*** Data to process Section Begins ***

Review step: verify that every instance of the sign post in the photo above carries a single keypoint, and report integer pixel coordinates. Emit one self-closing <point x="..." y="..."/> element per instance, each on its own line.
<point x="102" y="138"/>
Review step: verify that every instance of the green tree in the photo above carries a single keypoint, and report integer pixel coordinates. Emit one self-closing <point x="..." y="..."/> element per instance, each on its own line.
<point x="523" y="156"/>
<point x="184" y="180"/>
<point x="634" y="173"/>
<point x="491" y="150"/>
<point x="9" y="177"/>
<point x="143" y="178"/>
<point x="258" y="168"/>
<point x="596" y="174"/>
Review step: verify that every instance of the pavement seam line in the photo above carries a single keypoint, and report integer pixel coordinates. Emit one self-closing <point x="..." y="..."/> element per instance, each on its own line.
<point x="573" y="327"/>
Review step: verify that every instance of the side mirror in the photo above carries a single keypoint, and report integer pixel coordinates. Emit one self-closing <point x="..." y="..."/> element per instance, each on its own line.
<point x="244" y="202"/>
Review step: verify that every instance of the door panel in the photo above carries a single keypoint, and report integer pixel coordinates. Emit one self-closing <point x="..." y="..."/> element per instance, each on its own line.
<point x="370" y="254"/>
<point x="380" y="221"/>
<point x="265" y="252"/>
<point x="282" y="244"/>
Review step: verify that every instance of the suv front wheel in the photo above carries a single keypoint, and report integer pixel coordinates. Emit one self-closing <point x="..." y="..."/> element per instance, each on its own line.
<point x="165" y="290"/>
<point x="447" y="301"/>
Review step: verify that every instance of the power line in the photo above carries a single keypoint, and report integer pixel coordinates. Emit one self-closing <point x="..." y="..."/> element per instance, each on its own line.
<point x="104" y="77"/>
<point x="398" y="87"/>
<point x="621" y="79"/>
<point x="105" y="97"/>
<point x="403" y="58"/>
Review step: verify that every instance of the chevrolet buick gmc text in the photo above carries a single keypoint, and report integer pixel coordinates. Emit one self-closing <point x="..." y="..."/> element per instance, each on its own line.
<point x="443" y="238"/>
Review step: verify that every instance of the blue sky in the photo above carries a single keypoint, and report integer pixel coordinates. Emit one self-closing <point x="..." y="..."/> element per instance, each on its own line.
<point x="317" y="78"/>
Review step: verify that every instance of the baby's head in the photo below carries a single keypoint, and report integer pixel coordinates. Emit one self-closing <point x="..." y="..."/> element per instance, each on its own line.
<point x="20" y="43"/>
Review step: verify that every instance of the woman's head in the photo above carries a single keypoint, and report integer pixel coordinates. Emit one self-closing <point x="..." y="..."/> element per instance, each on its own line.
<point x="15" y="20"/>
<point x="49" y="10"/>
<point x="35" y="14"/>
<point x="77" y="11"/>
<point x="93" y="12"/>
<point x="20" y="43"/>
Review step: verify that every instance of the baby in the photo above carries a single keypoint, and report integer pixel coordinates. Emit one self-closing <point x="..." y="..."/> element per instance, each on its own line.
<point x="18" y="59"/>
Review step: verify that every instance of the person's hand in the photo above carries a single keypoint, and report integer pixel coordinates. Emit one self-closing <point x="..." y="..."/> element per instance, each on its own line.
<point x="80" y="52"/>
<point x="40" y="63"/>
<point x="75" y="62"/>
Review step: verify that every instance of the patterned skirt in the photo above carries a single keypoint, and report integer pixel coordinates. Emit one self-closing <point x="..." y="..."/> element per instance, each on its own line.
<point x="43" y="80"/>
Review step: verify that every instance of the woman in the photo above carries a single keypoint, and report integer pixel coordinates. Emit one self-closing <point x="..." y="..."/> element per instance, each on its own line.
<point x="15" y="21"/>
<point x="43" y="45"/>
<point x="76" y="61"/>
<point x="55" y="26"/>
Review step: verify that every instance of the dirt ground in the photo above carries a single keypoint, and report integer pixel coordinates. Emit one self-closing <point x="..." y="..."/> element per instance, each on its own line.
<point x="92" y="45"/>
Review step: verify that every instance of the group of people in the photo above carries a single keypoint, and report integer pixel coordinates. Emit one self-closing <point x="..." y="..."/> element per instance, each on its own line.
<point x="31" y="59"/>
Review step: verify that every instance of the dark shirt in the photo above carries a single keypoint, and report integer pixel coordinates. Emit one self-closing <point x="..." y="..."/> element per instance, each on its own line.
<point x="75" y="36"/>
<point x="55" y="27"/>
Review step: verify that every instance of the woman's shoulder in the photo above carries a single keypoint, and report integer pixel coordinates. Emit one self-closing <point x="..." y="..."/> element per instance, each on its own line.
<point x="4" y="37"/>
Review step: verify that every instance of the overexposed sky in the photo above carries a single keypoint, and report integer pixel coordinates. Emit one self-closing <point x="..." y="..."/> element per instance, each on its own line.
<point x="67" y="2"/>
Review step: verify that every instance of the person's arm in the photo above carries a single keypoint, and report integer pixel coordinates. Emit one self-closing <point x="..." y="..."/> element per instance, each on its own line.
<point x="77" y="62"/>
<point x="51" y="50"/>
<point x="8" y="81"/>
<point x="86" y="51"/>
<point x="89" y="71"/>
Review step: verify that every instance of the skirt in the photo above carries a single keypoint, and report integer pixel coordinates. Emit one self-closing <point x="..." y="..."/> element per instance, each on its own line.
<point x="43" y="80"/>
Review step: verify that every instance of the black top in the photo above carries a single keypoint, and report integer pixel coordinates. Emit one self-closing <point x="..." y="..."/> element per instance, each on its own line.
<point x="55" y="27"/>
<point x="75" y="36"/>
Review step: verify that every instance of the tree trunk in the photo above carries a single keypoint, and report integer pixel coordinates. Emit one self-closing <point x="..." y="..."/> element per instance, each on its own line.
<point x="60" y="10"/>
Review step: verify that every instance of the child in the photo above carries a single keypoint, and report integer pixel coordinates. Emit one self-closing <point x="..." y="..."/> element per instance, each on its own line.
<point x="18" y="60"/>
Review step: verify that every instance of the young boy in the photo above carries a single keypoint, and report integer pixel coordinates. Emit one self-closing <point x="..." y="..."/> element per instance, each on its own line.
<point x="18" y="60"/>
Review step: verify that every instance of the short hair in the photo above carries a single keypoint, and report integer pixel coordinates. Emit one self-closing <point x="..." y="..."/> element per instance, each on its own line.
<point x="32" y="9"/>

*** Data to process Section Ends ***

Task directions
Quote the listing in full, please, keeping every line exact.

Output
Review step: verify that every instance of the sign post in the photo above carries a single keypoint, and report integer pixel coordinates. Emit one self-closing <point x="..." y="..."/> element per instance, each on its own line.
<point x="102" y="138"/>
Review step: verify that every instance of the green tree in the photo above carries a single keypoint, and report integer pixel coordinates. Emit one self-closing <point x="..." y="..."/> element per instance, each on its own line.
<point x="523" y="156"/>
<point x="184" y="180"/>
<point x="634" y="173"/>
<point x="491" y="150"/>
<point x="9" y="177"/>
<point x="143" y="178"/>
<point x="258" y="168"/>
<point x="596" y="174"/>
Review step: verify that every instance of the pavement seam line in the photo above carries a single keypoint, and report integer pixel coordinates. Emit one self-closing <point x="..." y="..."/> element per instance, each on its own line.
<point x="573" y="327"/>
Review step: verify that every instance of the side mirror in the photo above carries a single keypoint, and report integer pixel coordinates. Emit one self-closing <point x="..." y="..."/> element per instance, each on its own line.
<point x="244" y="202"/>
Review step: verify that every instance of the door panel in the photo above carries a single keypoint, and report integer pixel coordinates. Emit one self-closing <point x="..." y="..."/> element per instance, each on its own line.
<point x="370" y="254"/>
<point x="380" y="221"/>
<point x="265" y="252"/>
<point x="282" y="244"/>
Review step: verify that every instance of the suv front wheel in the photo above carries a single keypoint, and report integer pixel coordinates. Emit one self-closing <point x="..." y="..."/> element per instance, each on its own line.
<point x="165" y="290"/>
<point x="447" y="301"/>
Review step: verify that every instance of the power line in the photo above carries a single keypoint, and report integer pixel coordinates. Emit one self-closing <point x="..." y="..."/> element per instance, each on its own line.
<point x="104" y="77"/>
<point x="398" y="87"/>
<point x="621" y="79"/>
<point x="105" y="97"/>
<point x="403" y="58"/>
Review step: verify that every instance of the chevrolet buick gmc text in the photo above carries a single keypoint, and report integer pixel coordinates. Emit one self-closing <point x="..." y="..."/> element per instance, each on its own line.
<point x="443" y="238"/>
Review step: verify that every instance of the blue sky in the photo above carries a single keypoint, and report integer pixel coordinates. Emit one self-closing <point x="..." y="..."/> element per instance, each on its own line.
<point x="317" y="78"/>
Review step: verify that every instance of the baby's head in the photo below carries a single keypoint, and report integer pixel coordinates. Emit one self-closing <point x="..." y="..."/> element per instance, each on its own line.
<point x="20" y="43"/>
Review step: verify that every instance of the woman's head in the photo above carries a single keypoint, and report integer pixel coordinates. Emit one self-closing <point x="..." y="..."/> element per instance, each on its own line.
<point x="15" y="20"/>
<point x="49" y="10"/>
<point x="35" y="14"/>
<point x="77" y="11"/>
<point x="93" y="12"/>
<point x="20" y="43"/>
Review step: verify that every instance of the baby in the photo above carries a single keypoint, and report integer pixel coordinates. Emit one self-closing <point x="..." y="..."/> element per instance, each on its own line.
<point x="18" y="59"/>
Review step: verify that every instance of the person's hand in the photo above carries a single keypoint, and report integer pixel coordinates. Emit one self-closing <point x="..." y="..."/> element per instance, each on its own line.
<point x="80" y="52"/>
<point x="40" y="63"/>
<point x="75" y="62"/>
Review step: verify that every instance of the patterned skirt in the photo above carries a single keypoint, and report integer pixel coordinates. Emit one self-closing <point x="..." y="..."/> element per instance, each on its own line.
<point x="43" y="80"/>
Review step: verify that every instance of the woman in the photo above carries a single keypoint, and report integer pixel coordinates. Emit one self-closing <point x="..." y="..."/> element per instance, each on its own line.
<point x="15" y="21"/>
<point x="43" y="45"/>
<point x="76" y="61"/>
<point x="55" y="26"/>
Review step: verify that every instance of the dirt ground in the photo above carries a single keypoint, and report integer pixel coordinates. Emit one self-closing <point x="..." y="..."/> element per instance, each on its own line.
<point x="92" y="45"/>
Review step: verify that every instance of the group of people in the photo above carries a single keypoint, and report integer pixel coordinates. Emit one self-closing <point x="..." y="..."/> element per instance, each on its own line.
<point x="31" y="59"/>
Review step: verify that every instance of the dark shirt in the photo above carries a single keypoint, and report integer pixel coordinates. Emit one self-closing <point x="..." y="..."/> element per instance, each on its own line.
<point x="75" y="36"/>
<point x="55" y="27"/>
Review step: verify that every instance of the woman's shoulder in the photo above carries a single keypoint, and report integer pixel coordinates. Emit one self-closing <point x="..." y="..."/> element per instance, each on its own line.
<point x="4" y="37"/>
Review step: verify that every instance of the overexposed sky in the photo above carries a single keypoint, and report integer pixel coordinates. Emit one self-closing <point x="..." y="..."/> element per instance, each on its own line.
<point x="67" y="2"/>
Review step: verify that every instance of the person's arm in the photo above carries a single keypoint, and report integer pixel coordinates. Emit one self-closing <point x="..." y="..."/> element per instance, each on its own line.
<point x="77" y="62"/>
<point x="51" y="50"/>
<point x="8" y="81"/>
<point x="86" y="51"/>
<point x="89" y="71"/>
Review step: verify that every instance of the skirt in the photo above carries a single keypoint, and report integer pixel coordinates. Emit one self-closing <point x="..." y="..."/> element per instance, each on its own line.
<point x="43" y="80"/>
Review step: verify that every instance of the black top in the photo above carries a single keypoint, and report integer pixel coordinates. Emit one self-closing <point x="..." y="..."/> element per instance, each on its own line.
<point x="55" y="27"/>
<point x="75" y="36"/>
Review step: verify that every instance of the tree trunk in the photo above carries a single keypoint, and report integer pixel coordinates. Emit one self-closing <point x="..." y="..."/> element per instance, each on its own line.
<point x="60" y="10"/>
Review step: verify that every instance of the child in the photo above carries a single keypoint, and report integer pixel coordinates. Emit one self-closing <point x="..." y="..."/> element per instance, each on its own line.
<point x="18" y="60"/>
Review step: verify that every instance of the young boy in the photo above carries a single keypoint, and report integer pixel coordinates. Emit one self-closing <point x="..." y="..."/> element per instance, each on its own line.
<point x="18" y="60"/>
Review step: verify that every instance of the short hair in the photo above carries a single keypoint, and report integer pixel coordinates. Emit one self-closing <point x="..." y="..."/> element per instance, each on its own line.
<point x="32" y="9"/>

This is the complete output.